- [SELECTED TEXT]

What does it mean to go bust?
Going bust is simply when a business cannot continue to trade as it owes too much money to its creditors who, will or likely have already, launched legal action against the company to recover debts. There is not enough cash in the company to survive so it enters a terminal insolvency process like administration or liquidation.
Is my house at risk?
In the majority of circumstances, you will not lose your house or personal belongings if your limited company goes bust because as per the name suggests, the liability is limited. This type of protection means any consequences stay within the business. However, under certain circumstances you can be vulnerable
Risk to your home when your limited company goes bust:
If you personally guarantee a company loan
If the company you own has a poor credit record, is small or is not well established then when taking out a company loan, finance providers may request a personal guarantee before approving the loan. When the time comes around, if you cannot repay or if your company goes bust, then the creditors will come to you for repayment. You will be held personally liable. If you have not got the capital funds then your home and any other personal belongings may be at risk should you be made bankrupt. Understand more about directors personal guarantees here.

- [WHAT YOU WILL DO] Repeat word for word the part of the passage on a limited company going bust that runs between "Going bust is" and "administration or liquidation.", inclusive. The listing that follows is separate material, unrelated to the passage on a limited company going bust.

- [INFORMATION SUPPLIED]
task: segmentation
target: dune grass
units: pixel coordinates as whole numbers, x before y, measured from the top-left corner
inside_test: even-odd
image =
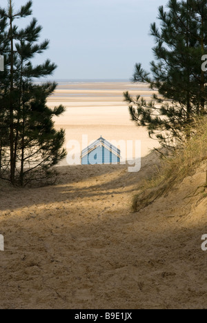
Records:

- [CORRECT RESPONSE]
Going bust is simply when a business cannot continue to trade as it owes too much money to its creditors who, will or likely have already, launched legal action against the company to recover debts. There is not enough cash in the company to survive so it enters a terminal insolvency process like administration or liquidation.